- What to do -
The required result is each line of the entries below containing the string "tree".

-- Extracted material follows --

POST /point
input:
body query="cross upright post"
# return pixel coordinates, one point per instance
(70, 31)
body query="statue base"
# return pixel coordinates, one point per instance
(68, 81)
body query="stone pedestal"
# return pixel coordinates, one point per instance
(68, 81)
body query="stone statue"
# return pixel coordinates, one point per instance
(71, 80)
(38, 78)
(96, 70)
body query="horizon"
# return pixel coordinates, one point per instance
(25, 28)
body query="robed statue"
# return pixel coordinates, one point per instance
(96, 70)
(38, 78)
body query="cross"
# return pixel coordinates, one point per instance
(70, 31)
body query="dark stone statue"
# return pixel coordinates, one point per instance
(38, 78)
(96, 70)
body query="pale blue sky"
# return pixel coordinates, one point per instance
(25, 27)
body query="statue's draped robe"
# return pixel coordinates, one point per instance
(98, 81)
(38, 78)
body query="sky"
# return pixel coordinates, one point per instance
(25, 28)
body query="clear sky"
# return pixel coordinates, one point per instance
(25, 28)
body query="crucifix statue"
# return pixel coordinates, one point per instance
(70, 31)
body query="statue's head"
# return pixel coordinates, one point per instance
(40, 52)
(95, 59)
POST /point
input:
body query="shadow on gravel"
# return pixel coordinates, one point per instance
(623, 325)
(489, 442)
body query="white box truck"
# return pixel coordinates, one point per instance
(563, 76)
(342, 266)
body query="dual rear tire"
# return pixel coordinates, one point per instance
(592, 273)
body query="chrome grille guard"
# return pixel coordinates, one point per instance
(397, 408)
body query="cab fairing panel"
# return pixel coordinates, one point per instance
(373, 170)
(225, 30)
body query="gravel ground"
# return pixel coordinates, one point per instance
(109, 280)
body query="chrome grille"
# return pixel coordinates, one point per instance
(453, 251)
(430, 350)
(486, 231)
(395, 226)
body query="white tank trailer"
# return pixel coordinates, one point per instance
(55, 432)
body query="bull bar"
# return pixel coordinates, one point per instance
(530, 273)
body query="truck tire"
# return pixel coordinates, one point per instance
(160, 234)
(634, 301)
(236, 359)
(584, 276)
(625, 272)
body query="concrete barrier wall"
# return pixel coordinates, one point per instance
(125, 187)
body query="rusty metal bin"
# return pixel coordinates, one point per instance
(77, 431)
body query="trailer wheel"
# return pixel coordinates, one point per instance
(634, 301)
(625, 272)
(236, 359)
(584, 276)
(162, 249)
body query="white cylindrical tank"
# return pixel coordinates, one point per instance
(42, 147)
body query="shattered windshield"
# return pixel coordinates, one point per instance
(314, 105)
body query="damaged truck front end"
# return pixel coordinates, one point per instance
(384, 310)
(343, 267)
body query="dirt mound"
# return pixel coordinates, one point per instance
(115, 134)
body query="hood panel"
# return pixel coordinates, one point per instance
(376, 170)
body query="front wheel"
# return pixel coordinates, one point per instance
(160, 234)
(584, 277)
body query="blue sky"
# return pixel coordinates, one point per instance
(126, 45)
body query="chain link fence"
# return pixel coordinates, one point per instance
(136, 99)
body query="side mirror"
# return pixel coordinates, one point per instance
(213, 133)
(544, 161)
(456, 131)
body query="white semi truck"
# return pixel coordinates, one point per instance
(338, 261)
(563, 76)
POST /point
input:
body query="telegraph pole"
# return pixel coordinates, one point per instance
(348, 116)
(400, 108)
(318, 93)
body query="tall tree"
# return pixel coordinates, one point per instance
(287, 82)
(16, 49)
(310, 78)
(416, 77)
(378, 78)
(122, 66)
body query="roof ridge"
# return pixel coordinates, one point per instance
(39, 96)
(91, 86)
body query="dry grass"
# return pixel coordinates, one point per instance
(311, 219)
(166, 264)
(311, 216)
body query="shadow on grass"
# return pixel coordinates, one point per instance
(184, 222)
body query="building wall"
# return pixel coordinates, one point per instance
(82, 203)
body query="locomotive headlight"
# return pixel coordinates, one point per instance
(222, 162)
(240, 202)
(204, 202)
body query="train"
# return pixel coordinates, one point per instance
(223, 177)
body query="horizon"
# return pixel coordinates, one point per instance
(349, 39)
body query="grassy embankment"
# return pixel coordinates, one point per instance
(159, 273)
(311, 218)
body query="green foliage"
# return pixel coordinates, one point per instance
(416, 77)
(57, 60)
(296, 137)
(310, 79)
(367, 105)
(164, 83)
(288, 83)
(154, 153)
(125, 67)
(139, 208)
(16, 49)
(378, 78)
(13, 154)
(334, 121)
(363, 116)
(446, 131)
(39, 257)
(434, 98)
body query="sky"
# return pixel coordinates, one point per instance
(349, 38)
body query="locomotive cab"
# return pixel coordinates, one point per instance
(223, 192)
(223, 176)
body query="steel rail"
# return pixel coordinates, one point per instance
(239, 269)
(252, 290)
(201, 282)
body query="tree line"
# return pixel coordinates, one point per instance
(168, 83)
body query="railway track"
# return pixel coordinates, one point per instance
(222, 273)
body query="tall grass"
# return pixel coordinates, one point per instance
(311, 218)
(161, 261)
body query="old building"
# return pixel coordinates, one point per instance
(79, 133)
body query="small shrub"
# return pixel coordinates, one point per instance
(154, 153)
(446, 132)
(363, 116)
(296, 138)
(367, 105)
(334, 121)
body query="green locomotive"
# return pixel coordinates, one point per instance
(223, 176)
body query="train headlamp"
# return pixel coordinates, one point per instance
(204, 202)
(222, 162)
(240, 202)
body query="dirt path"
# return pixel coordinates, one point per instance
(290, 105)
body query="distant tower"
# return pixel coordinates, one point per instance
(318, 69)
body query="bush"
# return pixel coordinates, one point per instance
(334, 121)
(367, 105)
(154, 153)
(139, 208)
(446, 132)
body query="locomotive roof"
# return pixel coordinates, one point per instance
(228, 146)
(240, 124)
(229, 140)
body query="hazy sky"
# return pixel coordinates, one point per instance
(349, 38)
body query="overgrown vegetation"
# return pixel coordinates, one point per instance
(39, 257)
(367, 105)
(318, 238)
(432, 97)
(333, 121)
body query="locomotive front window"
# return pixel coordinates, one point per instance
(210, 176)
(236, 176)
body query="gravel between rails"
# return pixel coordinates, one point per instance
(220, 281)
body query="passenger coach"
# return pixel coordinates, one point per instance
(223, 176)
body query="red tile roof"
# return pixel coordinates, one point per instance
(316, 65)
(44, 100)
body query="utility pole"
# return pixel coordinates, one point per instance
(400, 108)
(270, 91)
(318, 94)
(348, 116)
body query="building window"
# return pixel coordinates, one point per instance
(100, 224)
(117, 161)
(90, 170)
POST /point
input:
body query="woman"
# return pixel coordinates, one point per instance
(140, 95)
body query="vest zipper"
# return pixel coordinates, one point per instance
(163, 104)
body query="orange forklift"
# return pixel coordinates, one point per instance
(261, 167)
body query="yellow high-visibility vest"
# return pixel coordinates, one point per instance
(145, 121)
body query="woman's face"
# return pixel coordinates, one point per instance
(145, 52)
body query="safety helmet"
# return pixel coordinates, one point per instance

-- Extracted material concluded --

- Your response -
body query="tall tree"
body query="tree line"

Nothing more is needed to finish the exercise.